Il s’agissait d’un remplacement pour un cours consacré à la sociologie de la culture. Je me suis vite enquis des modalités et les collègues m’ont répondu que celle que je devais remplacer faisait essentiellement du commentaire de texte. Si cela peut se concevoir aisément en classe, je me voyais beaucoup moins travailler de cette manière à distance. Qui plus est un vendredi après-midi à l’heure de la digestion pendant 3h… Oui, je me répète.

Le temps a passé depuis et j’avoue n’avoir jamais pensé à communiquer sur ce point. Je suis tombé récemment sur un article évoquant un peu le même sujet et, en y réfléchissant de plus près, j’ai réalisé que cette expérience m’avait appris pas mal d’éléments. À l’heure où la visioconférence s’est largement démocratisée, assurer ce cours (et d’autres par la suite) m’ont fait réviser ma méthode d’enseignement global. Tout n’est pas encore revu et corrigé mais les choses évoluent.

Pourquoi Discord ?

Je suis bien conscient que l’on va m’objecter l’argument « RGPD » vis-à-vis de l’utilisation de Discord. Certes l’outil est déconseillé mais je l’ai choisi pour plusieurs raisons. Primo, je préférais rejoindre les étudiant.e.s plutôt que de leur demander de venir chez moi, c’est-à-dire leur imposer un outil supplémentaire. Nombreux étaient celles et ceux qui possédaient un compte Discord pour les jeux vidéo. De plus, il existait un serveur Discord de classe. J’ai donc créé un compte puis mon propre serveur dédié à la formation. Il ne me restait plus qu’à les inviter.
········
- Consigne A: D'après le document source, à quel moment de la semaine le cours de remplacement avait-il lieu ?
Les entrées qui suivent n'ont aucun lien avec le document source.

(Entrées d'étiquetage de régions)
········
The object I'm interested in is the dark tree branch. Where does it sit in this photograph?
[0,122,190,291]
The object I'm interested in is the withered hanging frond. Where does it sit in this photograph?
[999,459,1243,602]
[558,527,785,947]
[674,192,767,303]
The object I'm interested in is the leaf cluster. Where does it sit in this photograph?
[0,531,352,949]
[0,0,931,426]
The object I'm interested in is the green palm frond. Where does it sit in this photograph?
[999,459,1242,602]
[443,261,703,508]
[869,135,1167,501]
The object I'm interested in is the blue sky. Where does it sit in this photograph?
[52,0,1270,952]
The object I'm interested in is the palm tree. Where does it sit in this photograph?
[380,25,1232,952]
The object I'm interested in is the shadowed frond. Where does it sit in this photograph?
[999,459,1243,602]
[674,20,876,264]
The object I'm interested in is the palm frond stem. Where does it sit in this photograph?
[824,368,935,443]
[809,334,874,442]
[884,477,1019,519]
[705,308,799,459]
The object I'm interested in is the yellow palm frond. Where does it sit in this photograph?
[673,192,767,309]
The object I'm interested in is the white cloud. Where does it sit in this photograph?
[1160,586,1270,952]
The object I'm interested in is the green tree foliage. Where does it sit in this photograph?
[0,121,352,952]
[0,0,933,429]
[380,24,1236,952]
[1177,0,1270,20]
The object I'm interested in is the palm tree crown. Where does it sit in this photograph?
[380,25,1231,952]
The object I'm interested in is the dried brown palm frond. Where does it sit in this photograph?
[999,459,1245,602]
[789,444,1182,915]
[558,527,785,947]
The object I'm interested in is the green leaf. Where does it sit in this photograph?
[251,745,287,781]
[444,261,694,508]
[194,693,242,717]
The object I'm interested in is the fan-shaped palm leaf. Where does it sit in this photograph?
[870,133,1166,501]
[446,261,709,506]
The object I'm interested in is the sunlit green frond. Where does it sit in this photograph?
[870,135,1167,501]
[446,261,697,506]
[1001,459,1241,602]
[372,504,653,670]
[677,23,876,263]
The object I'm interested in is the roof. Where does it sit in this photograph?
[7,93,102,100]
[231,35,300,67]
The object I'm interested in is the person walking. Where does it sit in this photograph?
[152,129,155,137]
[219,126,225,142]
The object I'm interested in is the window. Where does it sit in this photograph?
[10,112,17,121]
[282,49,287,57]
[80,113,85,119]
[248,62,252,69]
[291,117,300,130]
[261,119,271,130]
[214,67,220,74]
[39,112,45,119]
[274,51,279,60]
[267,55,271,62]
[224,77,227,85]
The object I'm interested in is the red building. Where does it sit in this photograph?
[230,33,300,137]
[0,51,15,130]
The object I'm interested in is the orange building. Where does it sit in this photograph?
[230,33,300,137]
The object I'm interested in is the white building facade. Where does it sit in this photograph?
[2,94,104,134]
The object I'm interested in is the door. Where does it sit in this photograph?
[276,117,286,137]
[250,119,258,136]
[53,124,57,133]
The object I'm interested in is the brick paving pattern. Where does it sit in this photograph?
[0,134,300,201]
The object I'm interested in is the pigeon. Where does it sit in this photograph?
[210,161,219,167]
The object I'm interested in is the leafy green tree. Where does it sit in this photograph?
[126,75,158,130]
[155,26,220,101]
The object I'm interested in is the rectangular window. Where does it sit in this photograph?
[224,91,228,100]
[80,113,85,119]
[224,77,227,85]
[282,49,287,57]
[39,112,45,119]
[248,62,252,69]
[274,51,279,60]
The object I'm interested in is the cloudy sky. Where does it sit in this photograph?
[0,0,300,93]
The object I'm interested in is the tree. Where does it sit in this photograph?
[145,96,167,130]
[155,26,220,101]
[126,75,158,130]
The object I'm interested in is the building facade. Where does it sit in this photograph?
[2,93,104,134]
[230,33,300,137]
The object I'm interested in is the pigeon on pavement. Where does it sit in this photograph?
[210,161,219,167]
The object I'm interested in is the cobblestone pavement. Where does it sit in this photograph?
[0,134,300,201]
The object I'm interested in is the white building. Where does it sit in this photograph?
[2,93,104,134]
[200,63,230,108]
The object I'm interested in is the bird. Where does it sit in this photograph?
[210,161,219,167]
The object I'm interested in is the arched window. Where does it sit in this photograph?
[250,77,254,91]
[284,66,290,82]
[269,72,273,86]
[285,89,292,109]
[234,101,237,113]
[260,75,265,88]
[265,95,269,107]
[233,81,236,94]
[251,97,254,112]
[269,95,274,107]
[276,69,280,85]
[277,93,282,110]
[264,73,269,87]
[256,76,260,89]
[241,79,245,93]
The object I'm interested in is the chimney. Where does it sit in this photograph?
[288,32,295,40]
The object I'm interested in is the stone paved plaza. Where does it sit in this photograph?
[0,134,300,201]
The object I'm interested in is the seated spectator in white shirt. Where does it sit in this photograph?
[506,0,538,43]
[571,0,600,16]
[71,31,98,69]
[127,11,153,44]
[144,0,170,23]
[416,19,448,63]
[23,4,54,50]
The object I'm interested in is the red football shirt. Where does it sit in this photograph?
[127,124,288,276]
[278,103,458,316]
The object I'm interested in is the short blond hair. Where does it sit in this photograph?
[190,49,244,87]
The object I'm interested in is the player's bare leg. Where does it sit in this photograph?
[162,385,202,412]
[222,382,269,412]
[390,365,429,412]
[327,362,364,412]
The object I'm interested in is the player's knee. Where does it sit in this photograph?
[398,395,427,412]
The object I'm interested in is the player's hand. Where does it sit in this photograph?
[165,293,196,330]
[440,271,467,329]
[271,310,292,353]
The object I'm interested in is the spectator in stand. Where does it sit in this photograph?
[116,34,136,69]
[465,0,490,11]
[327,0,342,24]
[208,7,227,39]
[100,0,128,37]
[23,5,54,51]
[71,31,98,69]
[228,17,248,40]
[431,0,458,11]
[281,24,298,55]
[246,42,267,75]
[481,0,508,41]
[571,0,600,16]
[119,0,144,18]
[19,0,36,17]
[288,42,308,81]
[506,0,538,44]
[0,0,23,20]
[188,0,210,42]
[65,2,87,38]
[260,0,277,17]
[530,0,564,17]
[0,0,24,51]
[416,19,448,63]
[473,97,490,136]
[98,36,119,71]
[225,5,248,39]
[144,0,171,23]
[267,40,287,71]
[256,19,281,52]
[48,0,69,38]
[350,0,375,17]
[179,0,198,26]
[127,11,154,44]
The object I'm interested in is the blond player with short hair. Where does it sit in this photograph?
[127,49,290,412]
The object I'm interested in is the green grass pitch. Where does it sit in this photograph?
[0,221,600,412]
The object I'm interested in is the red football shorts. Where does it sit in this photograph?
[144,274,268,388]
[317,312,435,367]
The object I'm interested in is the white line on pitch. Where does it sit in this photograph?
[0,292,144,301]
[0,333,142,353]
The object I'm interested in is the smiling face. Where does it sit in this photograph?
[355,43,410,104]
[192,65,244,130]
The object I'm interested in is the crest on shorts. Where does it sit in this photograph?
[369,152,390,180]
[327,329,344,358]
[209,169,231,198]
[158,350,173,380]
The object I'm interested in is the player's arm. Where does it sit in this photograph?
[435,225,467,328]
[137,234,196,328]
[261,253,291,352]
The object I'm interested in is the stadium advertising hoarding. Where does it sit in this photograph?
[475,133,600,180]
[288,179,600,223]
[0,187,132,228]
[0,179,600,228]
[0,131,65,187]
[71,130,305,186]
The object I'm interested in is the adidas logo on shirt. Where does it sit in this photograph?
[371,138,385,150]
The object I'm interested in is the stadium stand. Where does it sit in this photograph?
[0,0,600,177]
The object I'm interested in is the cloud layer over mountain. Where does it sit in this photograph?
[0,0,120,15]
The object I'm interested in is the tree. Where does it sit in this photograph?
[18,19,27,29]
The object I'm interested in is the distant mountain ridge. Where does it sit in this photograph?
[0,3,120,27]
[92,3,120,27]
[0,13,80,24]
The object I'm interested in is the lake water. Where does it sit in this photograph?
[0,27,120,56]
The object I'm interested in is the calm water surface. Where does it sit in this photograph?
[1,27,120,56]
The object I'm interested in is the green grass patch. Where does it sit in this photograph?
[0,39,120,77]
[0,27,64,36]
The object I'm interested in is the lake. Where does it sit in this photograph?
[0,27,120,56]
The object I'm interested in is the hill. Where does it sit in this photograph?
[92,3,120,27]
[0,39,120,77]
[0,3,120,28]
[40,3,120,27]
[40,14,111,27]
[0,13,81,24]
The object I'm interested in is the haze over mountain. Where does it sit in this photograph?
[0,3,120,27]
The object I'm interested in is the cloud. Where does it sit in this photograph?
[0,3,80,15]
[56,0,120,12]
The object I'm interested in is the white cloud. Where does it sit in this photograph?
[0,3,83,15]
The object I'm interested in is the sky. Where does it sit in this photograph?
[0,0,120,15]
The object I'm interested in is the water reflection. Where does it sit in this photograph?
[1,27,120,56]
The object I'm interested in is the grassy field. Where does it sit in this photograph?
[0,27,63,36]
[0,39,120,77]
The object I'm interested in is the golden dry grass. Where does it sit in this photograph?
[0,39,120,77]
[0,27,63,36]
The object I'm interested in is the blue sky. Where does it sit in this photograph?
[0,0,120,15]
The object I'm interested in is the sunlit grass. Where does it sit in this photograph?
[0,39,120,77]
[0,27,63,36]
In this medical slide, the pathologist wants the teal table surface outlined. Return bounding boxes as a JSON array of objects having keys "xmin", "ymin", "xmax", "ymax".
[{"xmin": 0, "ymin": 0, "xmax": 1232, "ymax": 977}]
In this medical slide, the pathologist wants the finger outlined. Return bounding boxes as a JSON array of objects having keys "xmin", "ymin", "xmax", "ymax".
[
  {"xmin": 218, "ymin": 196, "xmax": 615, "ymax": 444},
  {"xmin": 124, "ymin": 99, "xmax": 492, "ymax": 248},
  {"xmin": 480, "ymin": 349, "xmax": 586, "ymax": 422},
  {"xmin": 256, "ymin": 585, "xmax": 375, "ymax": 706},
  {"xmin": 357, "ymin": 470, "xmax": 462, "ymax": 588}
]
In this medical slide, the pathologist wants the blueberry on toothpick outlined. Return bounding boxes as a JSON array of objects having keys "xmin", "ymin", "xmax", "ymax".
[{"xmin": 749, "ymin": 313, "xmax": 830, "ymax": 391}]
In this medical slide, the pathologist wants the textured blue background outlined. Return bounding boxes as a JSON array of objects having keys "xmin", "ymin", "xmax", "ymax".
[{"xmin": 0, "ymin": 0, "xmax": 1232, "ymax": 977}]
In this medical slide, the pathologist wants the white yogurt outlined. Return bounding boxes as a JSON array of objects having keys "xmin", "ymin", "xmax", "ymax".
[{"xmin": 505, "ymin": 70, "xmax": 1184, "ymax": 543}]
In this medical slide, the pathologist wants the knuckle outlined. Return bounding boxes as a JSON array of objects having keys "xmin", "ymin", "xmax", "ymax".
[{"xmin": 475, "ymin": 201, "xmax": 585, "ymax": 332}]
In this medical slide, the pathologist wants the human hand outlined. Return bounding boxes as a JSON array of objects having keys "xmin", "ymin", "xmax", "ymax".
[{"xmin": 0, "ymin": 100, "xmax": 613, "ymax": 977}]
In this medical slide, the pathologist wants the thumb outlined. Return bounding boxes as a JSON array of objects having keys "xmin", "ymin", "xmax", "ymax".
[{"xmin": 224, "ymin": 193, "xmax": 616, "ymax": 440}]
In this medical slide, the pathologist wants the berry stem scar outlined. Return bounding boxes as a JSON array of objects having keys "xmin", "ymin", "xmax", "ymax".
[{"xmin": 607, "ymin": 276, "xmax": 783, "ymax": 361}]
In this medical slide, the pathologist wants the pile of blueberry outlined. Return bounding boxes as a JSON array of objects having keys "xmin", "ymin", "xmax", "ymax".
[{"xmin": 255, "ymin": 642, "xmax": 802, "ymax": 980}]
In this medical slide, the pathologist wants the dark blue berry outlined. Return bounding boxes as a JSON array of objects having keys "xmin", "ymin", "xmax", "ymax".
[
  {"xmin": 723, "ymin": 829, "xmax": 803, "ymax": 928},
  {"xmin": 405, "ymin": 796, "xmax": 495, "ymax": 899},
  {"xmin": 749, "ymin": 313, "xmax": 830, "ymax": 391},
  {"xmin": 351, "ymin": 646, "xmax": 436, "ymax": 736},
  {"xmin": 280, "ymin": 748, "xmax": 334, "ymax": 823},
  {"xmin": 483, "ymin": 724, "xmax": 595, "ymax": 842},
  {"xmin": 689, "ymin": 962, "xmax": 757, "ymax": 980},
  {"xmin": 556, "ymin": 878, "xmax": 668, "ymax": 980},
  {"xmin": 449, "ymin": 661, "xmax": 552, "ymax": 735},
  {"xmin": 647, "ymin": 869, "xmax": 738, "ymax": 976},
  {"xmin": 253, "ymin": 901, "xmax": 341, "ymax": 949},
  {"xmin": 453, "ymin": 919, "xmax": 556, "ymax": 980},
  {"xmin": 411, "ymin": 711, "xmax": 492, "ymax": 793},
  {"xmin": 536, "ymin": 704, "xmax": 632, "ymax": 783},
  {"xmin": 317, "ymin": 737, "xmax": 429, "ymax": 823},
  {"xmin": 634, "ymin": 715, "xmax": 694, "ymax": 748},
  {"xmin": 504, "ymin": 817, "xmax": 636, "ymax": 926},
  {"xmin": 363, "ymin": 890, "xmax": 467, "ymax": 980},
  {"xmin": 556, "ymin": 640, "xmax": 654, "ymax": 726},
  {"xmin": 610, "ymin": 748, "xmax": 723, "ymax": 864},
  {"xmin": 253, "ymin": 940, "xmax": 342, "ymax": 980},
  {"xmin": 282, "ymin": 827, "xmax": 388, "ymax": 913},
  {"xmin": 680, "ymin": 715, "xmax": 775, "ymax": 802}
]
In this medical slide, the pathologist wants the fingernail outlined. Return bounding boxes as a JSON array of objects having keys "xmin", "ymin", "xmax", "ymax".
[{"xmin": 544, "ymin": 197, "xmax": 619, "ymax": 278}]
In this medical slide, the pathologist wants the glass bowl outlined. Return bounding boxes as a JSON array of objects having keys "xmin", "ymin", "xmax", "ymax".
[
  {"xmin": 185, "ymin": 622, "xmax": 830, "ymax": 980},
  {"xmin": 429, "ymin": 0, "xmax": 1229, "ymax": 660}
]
········
- Consigne B: Reproduisez les entrées depuis la ligne contenant « The object I'm interested in is the blond » jusqu'à la ligne contenant « [158,350,173,380] » incluse, et uniquement celles-ci, demandes comprises. Multipliez chaque coordonnée des réponses par 0,5 et arrondissez à l'entier, les demies vers le haut.

- Solution proposée A: Le vendredi après-midi.

- Solution proposée B:
The object I'm interested in is the blond player with short hair. Where does it sit in this photograph?
[64,25,145,206]
The object I'm interested in is the green grass pitch. Where does it sit in this photograph?
[0,111,300,206]
The object I'm interested in is the red football shorts. Where does it sit in this photograph?
[72,137,134,194]
[159,156,218,184]
The object I'm interested in is the white line on pitch. Where does it sit in this photograph?
[0,146,72,151]
[0,167,71,177]
The object I'm interested in is the smiling face. Where does it sit in this photograph?
[178,22,205,52]
[96,33,122,65]
The object I'm interested in is the crest on shorts. Where does it sit in this photograph?
[185,76,195,90]
[164,165,172,179]
[105,85,116,99]
[79,175,87,190]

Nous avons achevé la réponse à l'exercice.